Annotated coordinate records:
** Begin **

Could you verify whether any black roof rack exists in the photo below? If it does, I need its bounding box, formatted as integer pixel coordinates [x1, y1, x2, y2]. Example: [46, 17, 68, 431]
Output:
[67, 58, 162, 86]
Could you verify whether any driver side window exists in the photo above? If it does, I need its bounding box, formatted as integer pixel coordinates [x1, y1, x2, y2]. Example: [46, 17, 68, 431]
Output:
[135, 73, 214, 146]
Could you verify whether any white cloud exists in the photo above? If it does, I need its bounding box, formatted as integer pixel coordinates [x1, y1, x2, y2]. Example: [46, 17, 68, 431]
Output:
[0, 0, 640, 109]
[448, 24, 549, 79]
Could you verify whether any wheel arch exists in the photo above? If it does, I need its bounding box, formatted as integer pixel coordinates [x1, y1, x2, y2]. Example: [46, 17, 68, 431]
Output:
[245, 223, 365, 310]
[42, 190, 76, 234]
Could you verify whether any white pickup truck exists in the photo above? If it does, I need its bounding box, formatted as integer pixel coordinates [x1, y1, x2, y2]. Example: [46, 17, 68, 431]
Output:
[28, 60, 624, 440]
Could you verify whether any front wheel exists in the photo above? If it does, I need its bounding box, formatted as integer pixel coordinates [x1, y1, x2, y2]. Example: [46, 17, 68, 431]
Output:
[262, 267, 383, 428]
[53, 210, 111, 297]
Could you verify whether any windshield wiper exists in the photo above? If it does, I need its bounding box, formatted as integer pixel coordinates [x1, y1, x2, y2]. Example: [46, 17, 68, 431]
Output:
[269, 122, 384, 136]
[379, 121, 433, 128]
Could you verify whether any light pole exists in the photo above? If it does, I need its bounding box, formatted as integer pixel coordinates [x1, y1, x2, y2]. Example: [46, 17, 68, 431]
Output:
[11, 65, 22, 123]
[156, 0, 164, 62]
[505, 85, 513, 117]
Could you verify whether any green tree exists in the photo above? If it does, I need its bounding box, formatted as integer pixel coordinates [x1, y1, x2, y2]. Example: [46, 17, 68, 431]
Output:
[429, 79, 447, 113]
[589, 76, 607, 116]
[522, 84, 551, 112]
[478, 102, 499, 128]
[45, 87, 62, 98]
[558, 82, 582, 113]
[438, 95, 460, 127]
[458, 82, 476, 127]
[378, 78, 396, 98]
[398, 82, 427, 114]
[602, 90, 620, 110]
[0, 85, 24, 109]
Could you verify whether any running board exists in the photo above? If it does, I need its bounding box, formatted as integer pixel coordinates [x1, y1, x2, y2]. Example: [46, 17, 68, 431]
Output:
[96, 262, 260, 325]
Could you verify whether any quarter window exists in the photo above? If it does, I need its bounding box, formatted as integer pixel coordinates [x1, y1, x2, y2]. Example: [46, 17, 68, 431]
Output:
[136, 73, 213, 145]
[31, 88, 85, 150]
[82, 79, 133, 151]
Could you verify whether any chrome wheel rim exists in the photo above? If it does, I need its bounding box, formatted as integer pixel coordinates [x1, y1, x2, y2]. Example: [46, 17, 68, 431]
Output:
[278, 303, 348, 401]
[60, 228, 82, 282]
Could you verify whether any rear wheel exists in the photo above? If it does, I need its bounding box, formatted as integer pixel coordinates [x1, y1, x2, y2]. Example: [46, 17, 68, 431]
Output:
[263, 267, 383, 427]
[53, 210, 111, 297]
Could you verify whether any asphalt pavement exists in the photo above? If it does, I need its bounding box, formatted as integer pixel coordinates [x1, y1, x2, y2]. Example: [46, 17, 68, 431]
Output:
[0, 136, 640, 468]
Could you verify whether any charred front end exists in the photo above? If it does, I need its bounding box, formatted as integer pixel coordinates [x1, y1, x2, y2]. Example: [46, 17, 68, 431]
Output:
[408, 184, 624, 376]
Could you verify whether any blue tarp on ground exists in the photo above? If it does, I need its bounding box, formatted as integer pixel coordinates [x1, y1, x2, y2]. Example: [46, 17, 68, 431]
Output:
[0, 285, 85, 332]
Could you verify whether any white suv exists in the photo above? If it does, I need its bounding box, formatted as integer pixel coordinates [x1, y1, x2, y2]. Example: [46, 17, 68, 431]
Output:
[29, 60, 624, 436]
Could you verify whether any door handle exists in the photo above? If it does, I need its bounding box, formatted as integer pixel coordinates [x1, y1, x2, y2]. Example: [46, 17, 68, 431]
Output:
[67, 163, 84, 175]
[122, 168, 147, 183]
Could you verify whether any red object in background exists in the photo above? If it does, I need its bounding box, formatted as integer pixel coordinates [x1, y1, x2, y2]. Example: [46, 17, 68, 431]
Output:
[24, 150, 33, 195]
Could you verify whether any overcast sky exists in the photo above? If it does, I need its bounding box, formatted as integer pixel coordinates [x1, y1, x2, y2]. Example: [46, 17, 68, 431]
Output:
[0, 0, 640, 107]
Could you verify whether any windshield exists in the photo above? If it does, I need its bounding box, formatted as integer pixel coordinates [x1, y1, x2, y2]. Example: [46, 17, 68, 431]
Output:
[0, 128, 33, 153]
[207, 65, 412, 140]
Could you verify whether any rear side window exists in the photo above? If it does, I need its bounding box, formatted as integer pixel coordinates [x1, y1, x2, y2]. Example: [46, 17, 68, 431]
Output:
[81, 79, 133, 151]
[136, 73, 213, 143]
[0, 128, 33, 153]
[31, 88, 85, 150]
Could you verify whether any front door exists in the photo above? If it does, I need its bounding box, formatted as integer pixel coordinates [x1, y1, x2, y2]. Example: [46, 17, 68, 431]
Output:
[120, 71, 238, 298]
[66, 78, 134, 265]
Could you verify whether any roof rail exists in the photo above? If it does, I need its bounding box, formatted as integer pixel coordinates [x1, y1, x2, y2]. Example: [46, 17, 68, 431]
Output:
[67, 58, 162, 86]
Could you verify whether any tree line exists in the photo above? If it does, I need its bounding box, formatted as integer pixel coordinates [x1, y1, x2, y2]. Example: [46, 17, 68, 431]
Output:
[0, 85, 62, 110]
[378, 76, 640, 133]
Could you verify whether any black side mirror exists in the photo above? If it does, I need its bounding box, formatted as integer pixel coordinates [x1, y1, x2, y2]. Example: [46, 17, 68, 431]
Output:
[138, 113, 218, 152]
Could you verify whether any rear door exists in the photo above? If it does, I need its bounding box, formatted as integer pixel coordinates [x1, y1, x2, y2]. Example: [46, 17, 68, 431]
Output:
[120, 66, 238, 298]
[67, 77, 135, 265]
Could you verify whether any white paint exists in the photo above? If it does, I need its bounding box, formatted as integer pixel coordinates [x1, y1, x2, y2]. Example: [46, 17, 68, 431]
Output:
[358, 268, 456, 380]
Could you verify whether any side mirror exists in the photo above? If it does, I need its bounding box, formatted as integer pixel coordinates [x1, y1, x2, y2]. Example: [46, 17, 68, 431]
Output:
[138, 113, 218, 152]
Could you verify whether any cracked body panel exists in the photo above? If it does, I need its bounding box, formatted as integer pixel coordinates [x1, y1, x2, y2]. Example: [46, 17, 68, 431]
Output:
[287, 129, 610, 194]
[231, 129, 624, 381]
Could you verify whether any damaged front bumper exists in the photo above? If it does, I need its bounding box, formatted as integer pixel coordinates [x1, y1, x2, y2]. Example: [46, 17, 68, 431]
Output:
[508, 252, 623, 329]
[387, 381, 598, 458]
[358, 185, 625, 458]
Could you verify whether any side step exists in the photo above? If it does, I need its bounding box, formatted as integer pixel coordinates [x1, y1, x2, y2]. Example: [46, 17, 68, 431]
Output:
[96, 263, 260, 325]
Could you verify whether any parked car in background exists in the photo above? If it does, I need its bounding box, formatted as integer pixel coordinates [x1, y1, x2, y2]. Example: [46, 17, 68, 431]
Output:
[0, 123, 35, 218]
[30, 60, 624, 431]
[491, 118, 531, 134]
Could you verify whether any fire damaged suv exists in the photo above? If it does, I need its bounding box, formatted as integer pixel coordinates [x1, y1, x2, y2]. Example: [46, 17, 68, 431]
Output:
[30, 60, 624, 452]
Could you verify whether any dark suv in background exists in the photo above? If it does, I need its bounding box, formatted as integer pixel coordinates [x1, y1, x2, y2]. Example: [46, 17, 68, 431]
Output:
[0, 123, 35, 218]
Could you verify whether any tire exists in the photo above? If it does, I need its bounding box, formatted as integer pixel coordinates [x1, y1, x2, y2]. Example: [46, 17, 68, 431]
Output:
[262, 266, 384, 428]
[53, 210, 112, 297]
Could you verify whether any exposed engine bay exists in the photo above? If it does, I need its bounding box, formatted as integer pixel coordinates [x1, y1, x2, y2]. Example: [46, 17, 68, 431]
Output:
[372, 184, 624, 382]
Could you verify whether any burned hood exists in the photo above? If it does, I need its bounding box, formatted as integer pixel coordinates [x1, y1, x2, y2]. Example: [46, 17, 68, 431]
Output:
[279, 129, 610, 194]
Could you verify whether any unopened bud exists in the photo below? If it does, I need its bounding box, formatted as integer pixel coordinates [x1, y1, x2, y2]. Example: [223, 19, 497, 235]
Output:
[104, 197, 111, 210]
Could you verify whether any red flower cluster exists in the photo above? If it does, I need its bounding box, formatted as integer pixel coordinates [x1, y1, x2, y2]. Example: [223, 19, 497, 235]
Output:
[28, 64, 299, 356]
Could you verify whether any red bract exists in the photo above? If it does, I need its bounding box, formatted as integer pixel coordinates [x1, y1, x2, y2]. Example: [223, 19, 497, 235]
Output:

** End **

### Exercise details:
Copy the material above word for word, starting at the line containing "Could you verify whether any rear wheel" and ending after the line containing "[0, 285, 85, 332]".

### Result:
Could you verify whether any rear wheel exists in the photo above? If it does, I need its bounding box, formatted as integer pixel coordinates [x1, y1, x2, y2]. Example: [46, 17, 68, 431]
Output:
[263, 267, 383, 427]
[53, 210, 111, 297]
Could you verify whether any asphalt pavement exists in the photo above? If it does, I need its bounding box, formatted as integer pixel coordinates [x1, y1, x2, y2]. Example: [46, 17, 68, 431]
Output:
[0, 136, 640, 468]
Could you verify whether any charred front end exists in the photo above? If it does, I need its bounding box, formatted as integer pixel coordinates [x1, y1, x2, y2]. Example: [46, 17, 68, 431]
Output:
[408, 184, 624, 376]
Could you verify whether any blue tarp on ground exists in the photo above? If it does, I need its bounding box, formatted as integer pixel coordinates [x1, y1, x2, y2]. Example: [46, 17, 68, 431]
Output:
[0, 285, 85, 332]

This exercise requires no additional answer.